Task objective | Find each line in the material below that contains the string "abdomen" and copy those lines. Treat uppercase and lowercase as different.

[Location identification entries]
::::::

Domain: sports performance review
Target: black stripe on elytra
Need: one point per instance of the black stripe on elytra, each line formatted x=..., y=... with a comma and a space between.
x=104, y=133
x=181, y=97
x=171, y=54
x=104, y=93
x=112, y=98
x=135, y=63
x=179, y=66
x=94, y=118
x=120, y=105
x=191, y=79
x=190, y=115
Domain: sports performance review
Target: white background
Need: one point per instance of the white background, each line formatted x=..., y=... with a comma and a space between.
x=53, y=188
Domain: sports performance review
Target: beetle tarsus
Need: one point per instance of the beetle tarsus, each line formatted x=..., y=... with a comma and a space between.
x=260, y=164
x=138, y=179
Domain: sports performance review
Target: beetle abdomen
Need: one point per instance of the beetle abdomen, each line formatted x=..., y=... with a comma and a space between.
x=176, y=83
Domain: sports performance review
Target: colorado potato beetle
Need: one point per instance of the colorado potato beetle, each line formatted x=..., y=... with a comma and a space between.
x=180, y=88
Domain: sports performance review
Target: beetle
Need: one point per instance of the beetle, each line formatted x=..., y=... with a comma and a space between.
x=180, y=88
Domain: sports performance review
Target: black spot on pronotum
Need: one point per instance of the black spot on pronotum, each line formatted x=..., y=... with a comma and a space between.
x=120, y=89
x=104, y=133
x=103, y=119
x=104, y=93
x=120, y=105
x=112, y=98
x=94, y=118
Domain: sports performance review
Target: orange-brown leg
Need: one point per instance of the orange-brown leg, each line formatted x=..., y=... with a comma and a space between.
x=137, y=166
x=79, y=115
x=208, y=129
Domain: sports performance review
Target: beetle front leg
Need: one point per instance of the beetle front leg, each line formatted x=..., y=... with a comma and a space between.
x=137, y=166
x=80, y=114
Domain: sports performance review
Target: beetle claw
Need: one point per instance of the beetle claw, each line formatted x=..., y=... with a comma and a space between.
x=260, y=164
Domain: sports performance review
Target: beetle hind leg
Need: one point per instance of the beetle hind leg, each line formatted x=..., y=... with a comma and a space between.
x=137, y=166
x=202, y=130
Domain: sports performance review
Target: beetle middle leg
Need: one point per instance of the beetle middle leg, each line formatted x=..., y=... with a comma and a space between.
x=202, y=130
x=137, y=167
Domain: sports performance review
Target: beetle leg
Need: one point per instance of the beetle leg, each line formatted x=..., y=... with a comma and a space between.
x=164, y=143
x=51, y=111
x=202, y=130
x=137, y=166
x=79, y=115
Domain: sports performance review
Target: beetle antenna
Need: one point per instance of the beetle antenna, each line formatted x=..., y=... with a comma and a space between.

::::::

Solution for this problem |
Target: beetle abdomen
Need: one point per instance of the beetle abdomen, each line formatted x=..., y=... with a comma and a space between.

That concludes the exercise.